◆ What the task requires ◆
Here the job is to retype the data word for word while leaving the pictures aside.

[Source records]

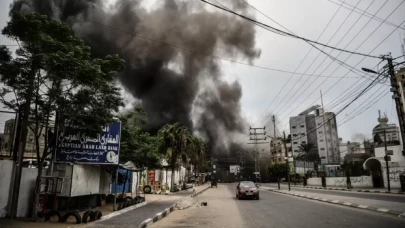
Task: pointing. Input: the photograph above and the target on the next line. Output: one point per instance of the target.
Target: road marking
(382, 210)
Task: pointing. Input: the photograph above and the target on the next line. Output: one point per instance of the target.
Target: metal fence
(7, 133)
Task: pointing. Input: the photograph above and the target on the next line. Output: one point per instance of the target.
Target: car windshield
(247, 185)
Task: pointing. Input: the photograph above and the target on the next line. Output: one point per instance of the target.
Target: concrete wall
(394, 176)
(357, 182)
(85, 180)
(6, 168)
(26, 195)
(26, 188)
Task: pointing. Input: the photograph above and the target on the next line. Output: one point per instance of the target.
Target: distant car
(247, 189)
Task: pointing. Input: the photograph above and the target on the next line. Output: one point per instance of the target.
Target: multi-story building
(277, 150)
(385, 131)
(400, 74)
(319, 129)
(327, 136)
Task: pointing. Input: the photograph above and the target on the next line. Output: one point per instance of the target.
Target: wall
(357, 182)
(394, 176)
(397, 157)
(85, 180)
(6, 168)
(26, 196)
(28, 178)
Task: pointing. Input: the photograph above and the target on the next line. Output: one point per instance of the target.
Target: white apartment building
(327, 136)
(309, 127)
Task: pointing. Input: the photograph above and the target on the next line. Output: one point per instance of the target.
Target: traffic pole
(286, 161)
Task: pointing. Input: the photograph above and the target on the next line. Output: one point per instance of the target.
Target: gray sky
(308, 19)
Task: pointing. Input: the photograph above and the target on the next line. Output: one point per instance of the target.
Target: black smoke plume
(167, 50)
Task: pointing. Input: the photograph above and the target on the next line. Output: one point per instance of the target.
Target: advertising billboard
(76, 147)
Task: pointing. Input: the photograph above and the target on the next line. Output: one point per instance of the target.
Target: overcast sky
(309, 19)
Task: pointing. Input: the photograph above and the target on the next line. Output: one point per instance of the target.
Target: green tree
(53, 78)
(173, 142)
(305, 152)
(137, 145)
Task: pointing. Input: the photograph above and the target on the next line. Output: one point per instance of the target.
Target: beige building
(277, 150)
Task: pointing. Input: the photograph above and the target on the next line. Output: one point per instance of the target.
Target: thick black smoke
(166, 48)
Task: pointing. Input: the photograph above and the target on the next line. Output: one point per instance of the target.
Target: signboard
(76, 147)
(233, 168)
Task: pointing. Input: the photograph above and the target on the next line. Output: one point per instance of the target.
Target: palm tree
(173, 144)
(305, 150)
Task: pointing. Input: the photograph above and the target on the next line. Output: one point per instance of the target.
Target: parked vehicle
(247, 189)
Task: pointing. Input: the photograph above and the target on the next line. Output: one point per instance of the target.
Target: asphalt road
(374, 196)
(278, 210)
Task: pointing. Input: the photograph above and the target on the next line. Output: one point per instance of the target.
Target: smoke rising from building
(174, 84)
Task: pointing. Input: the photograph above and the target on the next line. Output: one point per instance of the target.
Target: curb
(342, 203)
(348, 190)
(157, 217)
(115, 213)
(167, 211)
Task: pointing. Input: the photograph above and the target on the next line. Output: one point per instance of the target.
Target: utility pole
(386, 158)
(257, 131)
(397, 97)
(274, 137)
(286, 161)
(326, 133)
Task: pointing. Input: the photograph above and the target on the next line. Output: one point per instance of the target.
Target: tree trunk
(23, 140)
(172, 180)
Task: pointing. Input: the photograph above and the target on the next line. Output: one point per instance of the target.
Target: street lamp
(369, 70)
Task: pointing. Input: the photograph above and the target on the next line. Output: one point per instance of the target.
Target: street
(272, 210)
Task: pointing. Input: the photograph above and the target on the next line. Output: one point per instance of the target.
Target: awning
(130, 166)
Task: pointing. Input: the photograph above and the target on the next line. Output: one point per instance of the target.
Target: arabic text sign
(76, 147)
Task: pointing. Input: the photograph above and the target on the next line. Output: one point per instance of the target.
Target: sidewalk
(396, 208)
(155, 204)
(371, 190)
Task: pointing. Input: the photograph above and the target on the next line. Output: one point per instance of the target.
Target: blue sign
(76, 147)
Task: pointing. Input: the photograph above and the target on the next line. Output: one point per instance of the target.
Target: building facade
(327, 136)
(319, 129)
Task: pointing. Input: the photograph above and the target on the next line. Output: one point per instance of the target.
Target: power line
(357, 63)
(366, 13)
(296, 92)
(285, 84)
(286, 33)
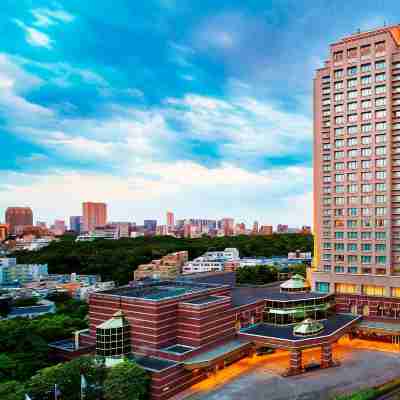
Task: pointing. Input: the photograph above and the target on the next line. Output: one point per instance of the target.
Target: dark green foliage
(117, 259)
(126, 381)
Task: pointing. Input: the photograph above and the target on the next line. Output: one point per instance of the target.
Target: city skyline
(169, 119)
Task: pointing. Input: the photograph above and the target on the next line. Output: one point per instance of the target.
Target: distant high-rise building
(75, 223)
(18, 217)
(150, 225)
(170, 219)
(282, 228)
(94, 215)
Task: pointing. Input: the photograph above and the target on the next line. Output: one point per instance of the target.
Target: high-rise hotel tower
(357, 174)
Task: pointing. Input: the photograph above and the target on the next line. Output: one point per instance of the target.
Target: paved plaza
(259, 378)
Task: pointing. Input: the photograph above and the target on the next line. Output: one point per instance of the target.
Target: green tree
(126, 381)
(12, 390)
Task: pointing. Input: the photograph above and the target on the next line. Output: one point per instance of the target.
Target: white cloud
(45, 17)
(269, 196)
(35, 37)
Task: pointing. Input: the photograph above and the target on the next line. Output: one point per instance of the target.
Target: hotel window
(372, 290)
(380, 47)
(380, 138)
(366, 176)
(351, 130)
(339, 132)
(339, 108)
(365, 164)
(352, 235)
(365, 188)
(339, 235)
(352, 247)
(351, 71)
(352, 188)
(366, 212)
(352, 223)
(380, 198)
(380, 211)
(352, 83)
(380, 151)
(366, 128)
(352, 106)
(366, 103)
(352, 177)
(352, 142)
(366, 116)
(366, 140)
(366, 68)
(380, 162)
(339, 177)
(380, 260)
(352, 94)
(380, 235)
(339, 154)
(380, 248)
(338, 97)
(380, 174)
(366, 152)
(380, 114)
(339, 201)
(352, 118)
(338, 85)
(352, 200)
(366, 235)
(366, 92)
(339, 143)
(322, 287)
(339, 166)
(351, 154)
(366, 80)
(344, 288)
(351, 259)
(366, 259)
(339, 189)
(366, 200)
(381, 102)
(338, 74)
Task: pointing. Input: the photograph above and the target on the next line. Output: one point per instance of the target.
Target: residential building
(17, 218)
(266, 230)
(357, 174)
(94, 215)
(76, 223)
(168, 267)
(4, 231)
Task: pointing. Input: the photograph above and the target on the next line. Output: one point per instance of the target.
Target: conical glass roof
(295, 282)
(308, 327)
(117, 321)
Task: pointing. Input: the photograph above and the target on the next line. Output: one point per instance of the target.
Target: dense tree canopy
(117, 259)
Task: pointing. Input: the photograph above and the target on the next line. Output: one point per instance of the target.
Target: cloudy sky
(198, 106)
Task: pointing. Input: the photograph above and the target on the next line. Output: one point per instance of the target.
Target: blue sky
(202, 107)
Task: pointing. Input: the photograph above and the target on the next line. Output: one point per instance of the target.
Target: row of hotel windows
(363, 235)
(364, 51)
(366, 247)
(354, 270)
(348, 288)
(365, 223)
(351, 259)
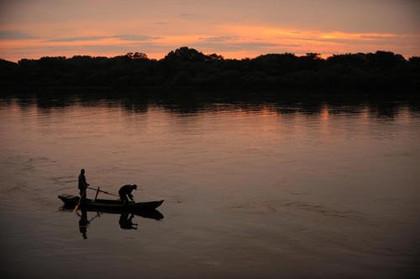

◆ Your solution ◆
Task: pointing. Input: the photograph above and the target on the next line. Output: one point per instance of the target.
Target: road marking
(382, 210)
Task: pointing. Input: the photograph above and the target on the next line. Output: one point per instance of the target.
Target: metal fence
(7, 133)
Task: pointing. Input: the photograph above and the target on the next line. Output: one point per instance of the target.
Target: car windshield
(247, 185)
Task: pointing. Input: the photograph above and the target on the next line. Output: one point per instance of the target.
Target: concrete wall
(394, 176)
(357, 182)
(85, 180)
(6, 168)
(26, 195)
(26, 188)
Task: pointing. Input: the photograph above and the target on the next line. Output: one point per instance of the target.
Target: distant car
(247, 189)
Task: pointing. Input: the photograph above and the target on the next line. Output: one point per instance of the target.
Target: multi-story building
(277, 150)
(385, 131)
(400, 74)
(319, 129)
(327, 136)
Task: pointing. Input: the photograph above and the target on the next line. Output: one point per instance of the target.
Target: wall
(357, 182)
(394, 176)
(397, 157)
(85, 180)
(6, 168)
(26, 196)
(28, 178)
Task: pointing. Input: the photograph above and the target on the next line. Output: one point per instance of the target.
Target: white apartment building
(327, 136)
(309, 127)
Task: pointing. Input: the photograph above and the target on the next line. Output: one point per instance of the target.
Target: traffic pole
(286, 161)
Task: pointing. Input: the photograph above and the target on the next line. Output: one point per instance of the target.
Target: gray sky
(308, 19)
Task: pointing. Input: the photograph above and the target on the next line. Output: one point per instance of the target.
Target: black smoke plume
(167, 50)
Task: pointing. Input: the photograph above and the target on the next line. Output: one point per instance of the target.
Target: advertising billboard
(76, 147)
Task: pointing. Input: the photograph above and the target on the next line. Output: one point per instance of the target.
Target: overcast sky
(309, 19)
Task: pointing. Input: the photograph above and the target on the next line. Output: one point per instance of the target.
Target: green tree
(53, 78)
(173, 142)
(305, 152)
(137, 145)
Task: pointing. Input: the photograph above and the target on the next line. Output: one point per instance of the target.
Target: beige building
(277, 150)
Task: pointing. Input: the photograph above and the target on the next line. Output: one point per instance of the target.
Target: thick black smoke
(166, 48)
Task: pointing. Input: the photograph above and the target on the next line. Output: one point per instance of the target.
Target: signboard
(76, 147)
(233, 168)
Task: pointing. Input: the photograph above and the target on the next line. Output: one point per instance of the target.
Target: palm tree
(173, 144)
(305, 150)
Task: pointing. Input: the photograph above and the target on the next line. Output: one point per instance of the target.
Target: parked vehicle
(247, 189)
Task: pointing. Input: the photograph above and the target on the next line. Output: one point per instance of the target.
Target: asphalt road
(374, 196)
(278, 210)
Task: pointing. Input: the photograph above and the target on the next line. Output: one point per instance of the target.
Target: smoke rising from building
(174, 84)
Task: pointing. Input: the photograph above and the target on the next line. Output: one point per instance of the target.
Target: curb
(342, 203)
(348, 190)
(157, 217)
(115, 213)
(167, 211)
Task: pointing. Input: the photograph above and the target on the next line. Output: one point per instance of the target.
Target: utility pole
(386, 158)
(257, 131)
(397, 97)
(274, 137)
(286, 161)
(326, 133)
Task: pointing. Input: the photograph above and the target on the next line. Output: one point per instance of the target.
Target: tree trunk
(23, 140)
(172, 180)
Task: pointing. Input: the photograph above and the target on the next line. Output: one point per instance of the target.
Target: street lamp
(369, 70)
Task: pointing. Input: the photograph above and the target on the next line. Output: one point per instance of the target.
Target: street
(272, 210)
Task: pointing. Input: the photograph above and the target on the next line. Output: one point per instance of the target.
Target: awning
(130, 166)
Task: pointing. Input: the photograph above and the target on the next line. Output: one point per instance of the target.
Target: arabic text sign
(76, 147)
Task: pointing. Input: the photograph above and the target on the next line. Output: one point per instance of the target.
Target: sidewalk
(396, 208)
(155, 204)
(371, 190)
Task: pointing. Input: the photograph above and the target on the next line. Output: one point per instance of the target.
Target: blue sign
(76, 147)
Task: pointing. Input: the photograph above and the target on the next line. Output: one point per instance of the target.
Target: building facade
(327, 136)
(319, 129)
Task: pointing. Input: the photograph above and the target on the next line. Output: one point per instance of the target.
Target: power line
(357, 63)
(366, 13)
(296, 92)
(285, 84)
(286, 33)
Task: pointing. Input: the photograph above and the target on the next line. Output: one point per instance of the target.
Target: dark green foliage
(117, 259)
(126, 381)
Task: pointing. Input: the photograph above and the target on the next line. Output: one point per instance of the target.
Target: city skyline
(169, 119)
Task: pointing. Input: the photograph above and the target on the next line. Output: one point per instance of the target.
Target: distant high-rise building
(75, 223)
(18, 217)
(150, 225)
(170, 219)
(282, 228)
(94, 215)
Task: pointing. Input: the photograph above and the target on the next line. Output: one point per instance of the target.
Target: high-rise hotel tower
(357, 174)
Task: pointing. Input: the photograph above and the target on the next line. Output: one point per instance of the target.
Target: paved plaza
(259, 378)
Task: pointing. Input: the photograph above and the target on the next line. Output: one point per instance of the target.
Target: green tree
(126, 381)
(12, 390)
Task: pointing. Input: the photograph above and the target on the next line. Output: one point per instance of the target.
Target: white cloud
(45, 17)
(269, 196)
(35, 37)
Task: pointing. Input: the photograph above and the target on the next line. Output: one point per instance of the target.
Target: hotel window
(372, 290)
(380, 47)
(380, 138)
(366, 176)
(351, 130)
(339, 132)
(339, 108)
(365, 164)
(352, 235)
(365, 188)
(339, 235)
(352, 247)
(351, 71)
(352, 188)
(366, 212)
(352, 223)
(380, 198)
(380, 211)
(352, 83)
(380, 151)
(366, 128)
(352, 106)
(366, 103)
(352, 177)
(352, 142)
(366, 116)
(366, 140)
(366, 68)
(380, 162)
(339, 177)
(380, 260)
(352, 94)
(380, 235)
(339, 154)
(380, 248)
(338, 97)
(380, 174)
(366, 152)
(380, 114)
(339, 201)
(352, 118)
(338, 85)
(352, 200)
(366, 235)
(366, 92)
(339, 143)
(322, 287)
(339, 166)
(351, 154)
(366, 80)
(344, 288)
(351, 259)
(366, 259)
(339, 189)
(366, 200)
(381, 102)
(338, 74)
Task: pointing. Input: the photograph above and the target on the next line. Output: one point per instance of the target.
Target: residential building
(17, 218)
(266, 230)
(357, 174)
(94, 215)
(76, 223)
(168, 267)
(4, 231)
Task: pointing. Input: the photograph above and the target on the next line. Output: one point per instance of the target.
Target: conical glass roof
(295, 282)
(308, 327)
(117, 321)
Task: pointing. Input: the photograph above and the target on the next line. Output: one point per instance of the target.
Target: dense tree canopy
(117, 259)
Task: pointing. Input: the photograph above and the target on the next line. Output: one point per instance of the target.
Target: cloudy sky
(198, 106)
Task: pointing. Input: the photograph above and the target on the next line. Output: one point per instance of the target.
Target: blue sky
(202, 107)
Task: pointing. Input: the photograph above and the target on the next line. Output: one point per instance of the target.
Target: row of hotel windows
(363, 235)
(364, 51)
(366, 247)
(354, 270)
(348, 288)
(365, 223)
(351, 259)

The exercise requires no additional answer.